[Problems to work on]
1. Substitute "overshadowed" for "sidelined" in the part of the third heart sound abstract that opens with the words containing "Background: Auscultation of" and closes with "acute coronary syndrome.", and give that part again.
2. In one to three sentences, explain what the third heart sound abstract states as the advantages of auscultating this sign, even though newer technology and biomarkers have sidelined it.

[Extract provided]
··········
Third-Heart-Sound Revisited: A Correlation with N-Terminal Pro Brain Natriuretic Peptide and Echocardiography to Detect Left Ventricular Dysfunction

Varun S Narain, Aniket Puri, Harpreeet S Gilhotra, PA Sadiq, Sanjay Mehrotra,
Sudhanshu K Dwivedi, Ram K Saran, Vijay K Puri.

Departments of Cardiology and Medicine, King George Medical University, Lucknow

Background: Auscultation of the third heart sound is an age-old sign for predicting ventricular dysfunction. New technology and biomarkers like two-dimensional echocardiography and N-terminal pro brain natriuretic peptide, respectively, have sidelined the utility of this sign, which does not involve any cost and is readily accessible. We sought to find the predictive accuracy of third heart sound and its correlation with N-terminal pro brain natriuretic peptide and ejection fraction using two-dimensional echocardiography to detect left ventricular dysfunction in patients of acute coronary syndrome.
··········
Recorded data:
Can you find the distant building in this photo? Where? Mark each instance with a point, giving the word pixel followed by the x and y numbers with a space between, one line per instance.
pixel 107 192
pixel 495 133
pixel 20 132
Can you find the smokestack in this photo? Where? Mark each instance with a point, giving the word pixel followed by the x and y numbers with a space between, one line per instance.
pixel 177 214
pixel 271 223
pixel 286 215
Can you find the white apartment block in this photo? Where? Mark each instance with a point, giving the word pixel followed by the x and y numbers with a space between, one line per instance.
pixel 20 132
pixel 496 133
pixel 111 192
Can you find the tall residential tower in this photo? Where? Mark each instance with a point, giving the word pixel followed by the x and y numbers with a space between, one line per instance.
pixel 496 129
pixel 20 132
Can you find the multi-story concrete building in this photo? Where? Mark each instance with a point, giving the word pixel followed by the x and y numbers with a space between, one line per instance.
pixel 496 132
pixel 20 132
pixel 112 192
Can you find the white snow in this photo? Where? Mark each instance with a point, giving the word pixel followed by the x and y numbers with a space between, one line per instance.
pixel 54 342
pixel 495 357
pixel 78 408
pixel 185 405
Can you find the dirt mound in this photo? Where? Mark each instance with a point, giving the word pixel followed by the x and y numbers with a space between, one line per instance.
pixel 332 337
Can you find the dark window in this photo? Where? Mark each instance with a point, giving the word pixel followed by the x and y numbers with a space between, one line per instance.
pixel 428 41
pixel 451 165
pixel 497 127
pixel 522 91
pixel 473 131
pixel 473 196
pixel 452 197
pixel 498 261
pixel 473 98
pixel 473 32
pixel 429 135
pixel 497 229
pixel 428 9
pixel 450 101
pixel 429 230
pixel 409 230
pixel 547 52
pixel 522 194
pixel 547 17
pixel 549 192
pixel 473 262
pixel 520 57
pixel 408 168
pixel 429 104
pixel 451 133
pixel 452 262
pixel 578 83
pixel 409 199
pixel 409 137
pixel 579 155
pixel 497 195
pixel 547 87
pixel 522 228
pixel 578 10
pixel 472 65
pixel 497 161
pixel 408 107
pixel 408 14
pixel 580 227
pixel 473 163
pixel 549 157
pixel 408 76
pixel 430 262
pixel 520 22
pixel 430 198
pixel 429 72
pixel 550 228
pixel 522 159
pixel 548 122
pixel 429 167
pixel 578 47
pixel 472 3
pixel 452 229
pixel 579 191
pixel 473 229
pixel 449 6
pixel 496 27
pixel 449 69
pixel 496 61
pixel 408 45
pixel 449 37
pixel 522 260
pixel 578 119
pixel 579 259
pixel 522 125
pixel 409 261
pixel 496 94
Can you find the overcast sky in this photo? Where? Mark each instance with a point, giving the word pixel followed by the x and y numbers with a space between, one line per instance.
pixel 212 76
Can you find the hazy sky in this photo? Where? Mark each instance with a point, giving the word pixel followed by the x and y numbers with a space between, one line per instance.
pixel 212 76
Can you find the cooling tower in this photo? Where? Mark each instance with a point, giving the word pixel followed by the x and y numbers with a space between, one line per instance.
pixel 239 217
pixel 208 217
··········
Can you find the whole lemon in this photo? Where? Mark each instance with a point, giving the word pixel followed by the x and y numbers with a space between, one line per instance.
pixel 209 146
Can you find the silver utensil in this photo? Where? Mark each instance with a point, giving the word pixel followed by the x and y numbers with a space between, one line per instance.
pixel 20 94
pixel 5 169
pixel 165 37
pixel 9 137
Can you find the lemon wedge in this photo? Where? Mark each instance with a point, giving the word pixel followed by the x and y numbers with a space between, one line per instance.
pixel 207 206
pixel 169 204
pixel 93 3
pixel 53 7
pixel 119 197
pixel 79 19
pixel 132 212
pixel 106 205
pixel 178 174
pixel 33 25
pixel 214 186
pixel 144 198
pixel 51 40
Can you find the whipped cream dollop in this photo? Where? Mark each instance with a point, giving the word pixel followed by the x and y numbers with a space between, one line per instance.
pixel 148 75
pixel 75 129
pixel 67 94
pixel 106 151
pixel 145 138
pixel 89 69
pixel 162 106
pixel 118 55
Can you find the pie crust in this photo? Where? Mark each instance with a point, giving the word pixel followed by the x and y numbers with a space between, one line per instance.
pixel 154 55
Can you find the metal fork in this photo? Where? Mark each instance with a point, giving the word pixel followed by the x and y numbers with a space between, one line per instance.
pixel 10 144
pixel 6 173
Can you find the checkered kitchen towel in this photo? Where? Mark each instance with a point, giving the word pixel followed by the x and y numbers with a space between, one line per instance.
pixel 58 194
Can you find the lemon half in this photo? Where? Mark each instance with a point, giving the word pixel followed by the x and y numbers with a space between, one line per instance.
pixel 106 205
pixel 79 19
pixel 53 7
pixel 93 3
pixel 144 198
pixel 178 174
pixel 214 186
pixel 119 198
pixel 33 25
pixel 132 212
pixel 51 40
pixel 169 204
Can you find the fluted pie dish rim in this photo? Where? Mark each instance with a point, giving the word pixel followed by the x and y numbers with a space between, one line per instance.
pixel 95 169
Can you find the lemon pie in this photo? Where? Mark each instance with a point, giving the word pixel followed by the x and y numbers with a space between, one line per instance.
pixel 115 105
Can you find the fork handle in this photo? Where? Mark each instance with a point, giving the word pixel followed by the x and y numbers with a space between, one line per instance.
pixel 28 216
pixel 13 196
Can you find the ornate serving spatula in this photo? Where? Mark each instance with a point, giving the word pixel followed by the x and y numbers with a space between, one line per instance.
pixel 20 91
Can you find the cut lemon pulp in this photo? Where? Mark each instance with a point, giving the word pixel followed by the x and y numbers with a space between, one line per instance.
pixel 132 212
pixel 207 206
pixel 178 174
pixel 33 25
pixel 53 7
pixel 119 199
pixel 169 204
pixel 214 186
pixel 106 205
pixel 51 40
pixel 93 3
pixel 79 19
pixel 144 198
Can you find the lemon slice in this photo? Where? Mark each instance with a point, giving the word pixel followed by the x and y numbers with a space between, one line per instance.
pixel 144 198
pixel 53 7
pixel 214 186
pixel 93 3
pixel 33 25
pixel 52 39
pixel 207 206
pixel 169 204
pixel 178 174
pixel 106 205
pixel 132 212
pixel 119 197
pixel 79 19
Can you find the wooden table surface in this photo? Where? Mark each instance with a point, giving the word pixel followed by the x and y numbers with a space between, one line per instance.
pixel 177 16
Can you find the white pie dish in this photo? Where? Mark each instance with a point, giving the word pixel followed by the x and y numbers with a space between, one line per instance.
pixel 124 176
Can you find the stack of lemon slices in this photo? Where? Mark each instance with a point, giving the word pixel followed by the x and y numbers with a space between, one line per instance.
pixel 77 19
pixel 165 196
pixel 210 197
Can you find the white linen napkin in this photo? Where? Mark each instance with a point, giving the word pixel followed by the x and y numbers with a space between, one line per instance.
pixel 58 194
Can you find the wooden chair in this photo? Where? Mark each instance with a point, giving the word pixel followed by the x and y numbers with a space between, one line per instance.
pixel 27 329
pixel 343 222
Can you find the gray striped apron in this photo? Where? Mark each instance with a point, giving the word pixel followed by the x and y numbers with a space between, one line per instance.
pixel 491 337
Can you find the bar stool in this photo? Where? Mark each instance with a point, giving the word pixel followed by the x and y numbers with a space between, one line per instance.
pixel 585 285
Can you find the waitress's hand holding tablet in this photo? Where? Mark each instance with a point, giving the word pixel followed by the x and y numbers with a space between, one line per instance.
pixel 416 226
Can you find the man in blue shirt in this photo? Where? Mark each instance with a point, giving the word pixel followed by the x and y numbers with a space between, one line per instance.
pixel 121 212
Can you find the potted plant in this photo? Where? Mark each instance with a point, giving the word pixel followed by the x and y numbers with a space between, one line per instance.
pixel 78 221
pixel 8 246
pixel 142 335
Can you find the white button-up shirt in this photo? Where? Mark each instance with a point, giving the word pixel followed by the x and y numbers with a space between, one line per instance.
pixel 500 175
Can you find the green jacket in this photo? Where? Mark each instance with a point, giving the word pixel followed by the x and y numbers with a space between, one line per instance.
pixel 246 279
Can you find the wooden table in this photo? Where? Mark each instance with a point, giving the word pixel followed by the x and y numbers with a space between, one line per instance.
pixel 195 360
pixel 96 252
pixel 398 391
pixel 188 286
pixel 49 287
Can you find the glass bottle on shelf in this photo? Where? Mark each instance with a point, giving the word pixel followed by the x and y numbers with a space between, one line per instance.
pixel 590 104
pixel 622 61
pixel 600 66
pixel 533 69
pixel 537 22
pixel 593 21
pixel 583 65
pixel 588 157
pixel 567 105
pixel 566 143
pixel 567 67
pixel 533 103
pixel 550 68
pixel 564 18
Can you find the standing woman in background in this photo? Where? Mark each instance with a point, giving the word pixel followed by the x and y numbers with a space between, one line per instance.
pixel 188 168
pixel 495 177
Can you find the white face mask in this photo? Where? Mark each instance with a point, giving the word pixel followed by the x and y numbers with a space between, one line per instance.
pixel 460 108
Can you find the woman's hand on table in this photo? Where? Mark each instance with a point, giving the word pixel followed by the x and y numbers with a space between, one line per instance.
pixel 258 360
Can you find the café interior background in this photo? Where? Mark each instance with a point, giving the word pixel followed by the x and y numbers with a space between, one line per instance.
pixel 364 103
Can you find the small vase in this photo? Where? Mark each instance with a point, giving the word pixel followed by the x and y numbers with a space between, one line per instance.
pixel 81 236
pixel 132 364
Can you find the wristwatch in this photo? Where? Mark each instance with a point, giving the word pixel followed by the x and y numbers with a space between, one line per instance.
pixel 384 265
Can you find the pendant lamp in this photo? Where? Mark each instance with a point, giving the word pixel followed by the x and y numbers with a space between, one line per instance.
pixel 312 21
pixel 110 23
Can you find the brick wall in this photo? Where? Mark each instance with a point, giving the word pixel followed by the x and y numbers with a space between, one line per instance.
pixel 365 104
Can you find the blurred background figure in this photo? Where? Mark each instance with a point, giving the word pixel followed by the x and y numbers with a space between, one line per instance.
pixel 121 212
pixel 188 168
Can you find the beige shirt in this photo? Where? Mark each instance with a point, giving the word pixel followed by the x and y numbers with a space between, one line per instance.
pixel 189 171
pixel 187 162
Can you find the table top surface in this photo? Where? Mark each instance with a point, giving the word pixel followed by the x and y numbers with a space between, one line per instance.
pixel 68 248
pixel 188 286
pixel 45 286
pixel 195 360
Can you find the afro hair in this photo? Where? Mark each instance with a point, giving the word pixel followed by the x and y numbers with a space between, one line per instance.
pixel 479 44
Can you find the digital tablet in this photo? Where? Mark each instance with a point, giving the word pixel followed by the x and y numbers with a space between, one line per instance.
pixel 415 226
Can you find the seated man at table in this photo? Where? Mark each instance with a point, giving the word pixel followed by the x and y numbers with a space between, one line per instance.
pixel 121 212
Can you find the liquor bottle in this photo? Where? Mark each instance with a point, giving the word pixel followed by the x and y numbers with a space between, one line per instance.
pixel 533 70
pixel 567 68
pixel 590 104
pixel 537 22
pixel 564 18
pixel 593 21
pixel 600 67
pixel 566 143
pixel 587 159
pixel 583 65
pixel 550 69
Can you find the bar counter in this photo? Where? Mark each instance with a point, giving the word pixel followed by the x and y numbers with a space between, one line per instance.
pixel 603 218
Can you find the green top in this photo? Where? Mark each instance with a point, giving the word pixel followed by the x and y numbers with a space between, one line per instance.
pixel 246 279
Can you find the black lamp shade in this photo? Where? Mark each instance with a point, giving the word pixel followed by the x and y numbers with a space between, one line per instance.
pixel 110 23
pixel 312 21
··········
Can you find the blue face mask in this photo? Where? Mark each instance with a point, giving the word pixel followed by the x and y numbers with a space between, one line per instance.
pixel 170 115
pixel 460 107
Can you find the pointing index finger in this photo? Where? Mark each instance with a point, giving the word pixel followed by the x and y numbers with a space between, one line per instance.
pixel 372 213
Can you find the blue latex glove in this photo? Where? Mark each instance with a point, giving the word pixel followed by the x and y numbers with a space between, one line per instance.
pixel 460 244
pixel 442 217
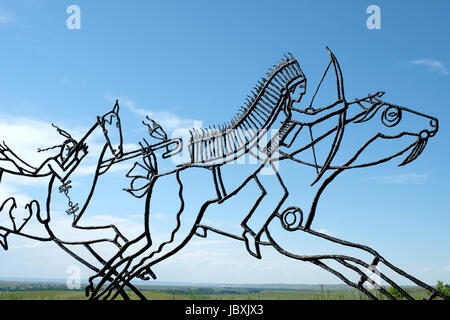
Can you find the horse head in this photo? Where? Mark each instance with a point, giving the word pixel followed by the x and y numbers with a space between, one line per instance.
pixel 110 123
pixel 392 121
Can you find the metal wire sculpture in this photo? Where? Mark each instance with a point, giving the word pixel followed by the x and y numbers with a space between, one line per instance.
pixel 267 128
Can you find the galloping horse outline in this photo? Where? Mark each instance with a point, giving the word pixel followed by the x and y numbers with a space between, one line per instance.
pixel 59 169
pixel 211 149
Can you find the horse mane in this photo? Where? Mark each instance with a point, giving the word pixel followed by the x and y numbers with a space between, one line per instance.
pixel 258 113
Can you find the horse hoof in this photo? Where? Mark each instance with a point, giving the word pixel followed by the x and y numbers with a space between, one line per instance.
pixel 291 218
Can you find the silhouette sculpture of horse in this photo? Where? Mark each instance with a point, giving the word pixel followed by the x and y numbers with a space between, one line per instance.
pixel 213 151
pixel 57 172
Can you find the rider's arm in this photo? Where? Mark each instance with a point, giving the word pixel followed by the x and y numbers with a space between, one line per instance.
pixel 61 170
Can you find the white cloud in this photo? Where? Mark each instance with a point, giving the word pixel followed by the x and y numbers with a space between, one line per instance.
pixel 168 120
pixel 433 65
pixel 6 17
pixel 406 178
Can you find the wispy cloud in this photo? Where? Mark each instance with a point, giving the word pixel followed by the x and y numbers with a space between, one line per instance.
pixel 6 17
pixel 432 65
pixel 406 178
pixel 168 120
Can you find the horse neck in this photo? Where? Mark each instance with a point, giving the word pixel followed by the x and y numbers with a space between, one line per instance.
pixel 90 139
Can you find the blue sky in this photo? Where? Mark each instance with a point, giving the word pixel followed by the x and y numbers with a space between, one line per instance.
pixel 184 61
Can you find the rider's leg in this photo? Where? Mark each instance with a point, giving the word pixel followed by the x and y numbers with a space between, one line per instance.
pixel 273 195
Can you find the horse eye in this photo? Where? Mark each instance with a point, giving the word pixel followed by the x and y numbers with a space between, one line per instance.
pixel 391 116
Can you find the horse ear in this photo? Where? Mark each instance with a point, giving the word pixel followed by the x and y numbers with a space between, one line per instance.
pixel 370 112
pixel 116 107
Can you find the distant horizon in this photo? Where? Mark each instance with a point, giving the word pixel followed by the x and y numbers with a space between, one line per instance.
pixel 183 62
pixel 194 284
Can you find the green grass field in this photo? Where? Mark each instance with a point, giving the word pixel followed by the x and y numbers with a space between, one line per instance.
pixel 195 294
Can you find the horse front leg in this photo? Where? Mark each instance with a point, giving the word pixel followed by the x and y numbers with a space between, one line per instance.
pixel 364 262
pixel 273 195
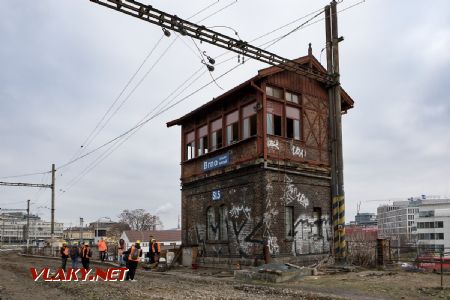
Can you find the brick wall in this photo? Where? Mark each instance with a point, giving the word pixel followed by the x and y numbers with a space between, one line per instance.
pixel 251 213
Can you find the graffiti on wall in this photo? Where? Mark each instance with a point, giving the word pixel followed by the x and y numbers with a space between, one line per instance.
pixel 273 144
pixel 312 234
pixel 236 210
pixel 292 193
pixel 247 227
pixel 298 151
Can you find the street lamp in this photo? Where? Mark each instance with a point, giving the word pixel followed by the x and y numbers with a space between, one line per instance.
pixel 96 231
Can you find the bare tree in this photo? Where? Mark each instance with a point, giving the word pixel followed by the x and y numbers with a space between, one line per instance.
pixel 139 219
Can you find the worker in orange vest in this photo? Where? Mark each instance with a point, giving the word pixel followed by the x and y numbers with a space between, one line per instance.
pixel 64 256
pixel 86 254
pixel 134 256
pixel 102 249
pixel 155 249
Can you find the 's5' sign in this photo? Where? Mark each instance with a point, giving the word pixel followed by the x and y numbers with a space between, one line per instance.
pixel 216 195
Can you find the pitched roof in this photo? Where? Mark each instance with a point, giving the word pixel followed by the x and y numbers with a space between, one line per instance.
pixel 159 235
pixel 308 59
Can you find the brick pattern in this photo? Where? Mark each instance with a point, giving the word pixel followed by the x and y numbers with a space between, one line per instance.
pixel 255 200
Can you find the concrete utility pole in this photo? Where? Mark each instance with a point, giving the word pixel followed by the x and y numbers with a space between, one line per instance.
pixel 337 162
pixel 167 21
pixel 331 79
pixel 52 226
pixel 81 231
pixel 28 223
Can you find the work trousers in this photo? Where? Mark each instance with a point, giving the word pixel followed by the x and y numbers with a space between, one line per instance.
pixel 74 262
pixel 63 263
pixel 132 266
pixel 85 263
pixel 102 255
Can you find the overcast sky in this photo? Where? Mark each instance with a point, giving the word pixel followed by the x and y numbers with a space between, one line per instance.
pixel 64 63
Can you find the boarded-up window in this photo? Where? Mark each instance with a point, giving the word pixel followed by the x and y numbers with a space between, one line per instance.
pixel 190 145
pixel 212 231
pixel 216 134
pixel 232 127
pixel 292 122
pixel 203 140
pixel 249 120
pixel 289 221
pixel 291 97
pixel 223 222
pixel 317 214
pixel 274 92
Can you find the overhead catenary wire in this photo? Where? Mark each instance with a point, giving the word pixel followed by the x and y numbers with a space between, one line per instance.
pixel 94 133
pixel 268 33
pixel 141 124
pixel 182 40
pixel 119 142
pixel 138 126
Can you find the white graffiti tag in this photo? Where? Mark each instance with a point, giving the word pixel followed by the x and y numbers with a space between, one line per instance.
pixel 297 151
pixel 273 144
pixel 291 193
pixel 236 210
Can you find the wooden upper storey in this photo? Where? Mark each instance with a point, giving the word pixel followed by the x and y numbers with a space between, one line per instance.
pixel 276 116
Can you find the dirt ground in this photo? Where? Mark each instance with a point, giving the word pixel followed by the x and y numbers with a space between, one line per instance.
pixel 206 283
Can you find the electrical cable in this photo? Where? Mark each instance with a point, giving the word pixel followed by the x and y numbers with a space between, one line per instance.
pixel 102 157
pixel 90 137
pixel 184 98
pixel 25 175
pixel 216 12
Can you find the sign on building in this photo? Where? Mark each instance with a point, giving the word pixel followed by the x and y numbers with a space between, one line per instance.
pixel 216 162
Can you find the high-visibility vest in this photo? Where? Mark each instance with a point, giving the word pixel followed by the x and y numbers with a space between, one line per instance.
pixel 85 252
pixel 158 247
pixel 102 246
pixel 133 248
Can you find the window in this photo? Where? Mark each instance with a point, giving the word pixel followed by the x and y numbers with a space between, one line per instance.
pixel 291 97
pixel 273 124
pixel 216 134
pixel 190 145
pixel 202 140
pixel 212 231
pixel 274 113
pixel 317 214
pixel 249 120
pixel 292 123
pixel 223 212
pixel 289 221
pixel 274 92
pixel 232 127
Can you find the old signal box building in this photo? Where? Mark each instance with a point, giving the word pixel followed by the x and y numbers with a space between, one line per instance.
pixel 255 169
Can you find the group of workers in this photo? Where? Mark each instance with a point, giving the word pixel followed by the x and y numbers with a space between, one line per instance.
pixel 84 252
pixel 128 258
··········
[Expected results]
1.
Background: Auscultation of the third heart sound is an age-old sign for predicting ventricular dysfunction. New technology and biomarkers like two-dimensional echocardiography and N-terminal pro brain natriuretic peptide, respectively, have overshadowed the utility of this sign, which does not involve any cost and is readily accessible. We sought to find the predictive accuracy of third heart sound and its correlation with N-terminal pro brain natriuretic peptide and ejection fraction using two-dimensional echocardiography to detect left ventricular dysfunction in patients of acute coronary syndrome.

2. Auscultation of the third heart sound does not involve any cost and is readily accessible. Two-dimensional echocardiography and N-terminal pro brain natriuretic peptide have nonetheless sidelined its utility for predicting ventricular dysfunction.